Latihan Singkat: Tuliskan kembali semua baris daftar di bawah ini tanpa mengubah satu kata pun. Jangan sertakan gambarnya dalam jawaban.

_ _ _ _ _ _ _

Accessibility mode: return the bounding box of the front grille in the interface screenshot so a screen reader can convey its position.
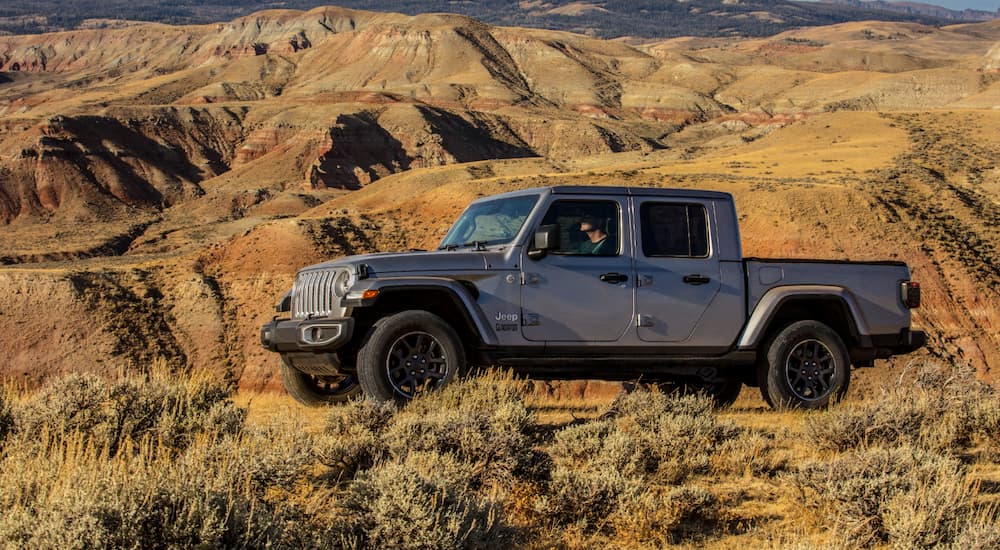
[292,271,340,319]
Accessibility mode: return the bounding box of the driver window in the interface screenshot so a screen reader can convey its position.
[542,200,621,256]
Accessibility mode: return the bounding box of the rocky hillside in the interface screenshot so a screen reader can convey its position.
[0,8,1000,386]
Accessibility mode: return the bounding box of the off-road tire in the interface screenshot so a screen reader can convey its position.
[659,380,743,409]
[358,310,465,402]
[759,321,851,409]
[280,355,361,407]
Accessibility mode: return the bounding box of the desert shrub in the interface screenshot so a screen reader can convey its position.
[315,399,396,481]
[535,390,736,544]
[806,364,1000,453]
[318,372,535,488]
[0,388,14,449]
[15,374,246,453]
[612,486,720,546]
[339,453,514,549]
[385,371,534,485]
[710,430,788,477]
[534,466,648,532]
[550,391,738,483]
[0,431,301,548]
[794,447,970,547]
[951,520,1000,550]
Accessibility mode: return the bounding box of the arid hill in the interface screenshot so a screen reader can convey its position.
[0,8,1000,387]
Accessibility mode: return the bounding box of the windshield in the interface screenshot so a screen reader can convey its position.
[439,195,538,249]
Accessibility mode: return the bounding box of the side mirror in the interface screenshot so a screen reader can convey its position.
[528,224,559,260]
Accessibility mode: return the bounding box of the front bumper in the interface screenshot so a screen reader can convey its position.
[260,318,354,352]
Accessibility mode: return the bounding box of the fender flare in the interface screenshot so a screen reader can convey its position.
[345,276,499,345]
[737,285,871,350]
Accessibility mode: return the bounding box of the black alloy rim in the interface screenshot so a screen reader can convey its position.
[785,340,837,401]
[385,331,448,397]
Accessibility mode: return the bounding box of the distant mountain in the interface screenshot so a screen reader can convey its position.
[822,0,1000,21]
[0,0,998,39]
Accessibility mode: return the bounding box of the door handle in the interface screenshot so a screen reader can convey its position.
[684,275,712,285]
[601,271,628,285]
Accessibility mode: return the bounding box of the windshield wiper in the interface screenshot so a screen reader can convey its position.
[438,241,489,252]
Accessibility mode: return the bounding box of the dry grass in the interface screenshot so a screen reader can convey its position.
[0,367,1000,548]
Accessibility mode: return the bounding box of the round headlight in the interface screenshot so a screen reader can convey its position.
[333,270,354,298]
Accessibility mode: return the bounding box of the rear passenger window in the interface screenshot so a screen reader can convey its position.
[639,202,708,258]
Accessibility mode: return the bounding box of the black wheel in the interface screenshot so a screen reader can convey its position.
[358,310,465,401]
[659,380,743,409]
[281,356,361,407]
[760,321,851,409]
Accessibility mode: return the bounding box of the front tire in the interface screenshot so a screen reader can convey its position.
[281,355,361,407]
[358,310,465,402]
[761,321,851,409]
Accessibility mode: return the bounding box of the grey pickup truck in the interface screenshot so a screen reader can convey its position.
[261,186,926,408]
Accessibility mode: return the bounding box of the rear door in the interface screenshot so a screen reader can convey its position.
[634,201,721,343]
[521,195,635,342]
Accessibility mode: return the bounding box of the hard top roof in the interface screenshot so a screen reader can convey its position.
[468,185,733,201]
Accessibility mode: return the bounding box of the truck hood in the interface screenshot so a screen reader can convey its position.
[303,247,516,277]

_ _ _ _ _ _ _

Penyelesaian Tugas:
Accessibility mode: return the bounding box of the front grille in the interface screenshot so a screen reader can convey its position.
[292,271,340,319]
Accessibility mode: return the bounding box of the driver window in the interface screenshot so a screen reader can convey its position.
[542,200,621,256]
Accessibility mode: return the bounding box of the rocky hillside in the interface screenshot so a screen reader can convey its position.
[0,8,1000,386]
Accessibility mode: return the bounding box of the off-road tire in the interface screenshot so a screen reader can convey its position.
[659,380,743,409]
[358,310,465,402]
[759,321,851,409]
[280,355,361,407]
Accessibility mode: return the bounding box of the desert shrub in the interface screenshot so a screen reader can convey its position.
[315,399,396,481]
[535,390,736,544]
[806,364,1000,453]
[318,372,535,488]
[0,388,14,449]
[15,374,246,453]
[612,486,720,546]
[339,453,514,549]
[385,371,534,485]
[710,430,788,477]
[534,466,648,532]
[550,391,738,483]
[0,431,301,548]
[794,447,970,547]
[951,520,1000,550]
Accessibility mode: return the bounding box of the arid hill in the interface screenshot so a screen reader can convey its position.
[0,8,1000,387]
Accessibility mode: return the bounding box of the windshield in the interface screenshot so a screen reader can convey its position.
[439,195,538,249]
Accessibility mode: return the bounding box of the side mirror in the interface screenshot so a screen reader can convey its position.
[528,224,559,260]
Accessibility mode: return the bounding box of the front bumper in the interface screenshot so a screen reader can convey its position.
[260,318,354,352]
Accessibility mode: return the bounding box of the fender flare in the interface screenshot so a screen reader can convey its position.
[345,276,499,345]
[737,285,871,350]
Accessibility mode: return the bounding box of the black alloy rim in the interface screenshot so a screen reader can convey its position.
[785,340,837,401]
[385,331,448,397]
Accessibility mode: return the bounding box of the distant mountain in the interface screenshot so a screen reader can convey its position.
[822,0,1000,21]
[0,0,998,39]
Accessibility mode: return the bounding box of the door handle in the interface screenshot so a screen reader can convey its position.
[684,275,712,285]
[601,271,628,285]
Accessibility mode: return the bounding box of the windshield wiper in the interface screenshot so a screen reader can convey its position.
[438,241,489,252]
Accessibility mode: return the bounding box of the dry grass in the interface screenshot so a screen reader can convey its position.
[0,367,1000,548]
Accessibility mode: return the bounding box of the round headlight in the interface screenshot so a screen reader can convey its position.
[333,270,354,298]
Accessibility mode: return the bounding box of the rear passenger window in the interface screenshot so a screen reader can convey its position.
[639,202,708,258]
Accessibility mode: return the bounding box of the black wheel in the interface screenshot so a screen reader can convey its position.
[358,310,465,401]
[659,380,743,409]
[281,356,361,407]
[760,321,851,409]
Accessibility mode: return the bounding box of the front tire in the interface screenshot so a screen reader can convey its position.
[281,355,361,407]
[358,310,465,402]
[761,321,851,409]
Accessibility mode: return the bounding box of the grey pickup truck in the interface screenshot so a screen reader can convey its position.
[261,186,926,408]
Accessibility mode: return the bounding box of the rear door in the interface screenshot so a screen reader can convey its position.
[634,201,721,343]
[521,195,635,342]
Accessibility mode: return the bounding box of the hard top roof in the interface screenshot so a screen reader can convey its position.
[468,185,733,201]
Accessibility mode: return the bounding box of the truck hood in the interface screenshot so a screen reader can convey its position.
[303,247,516,277]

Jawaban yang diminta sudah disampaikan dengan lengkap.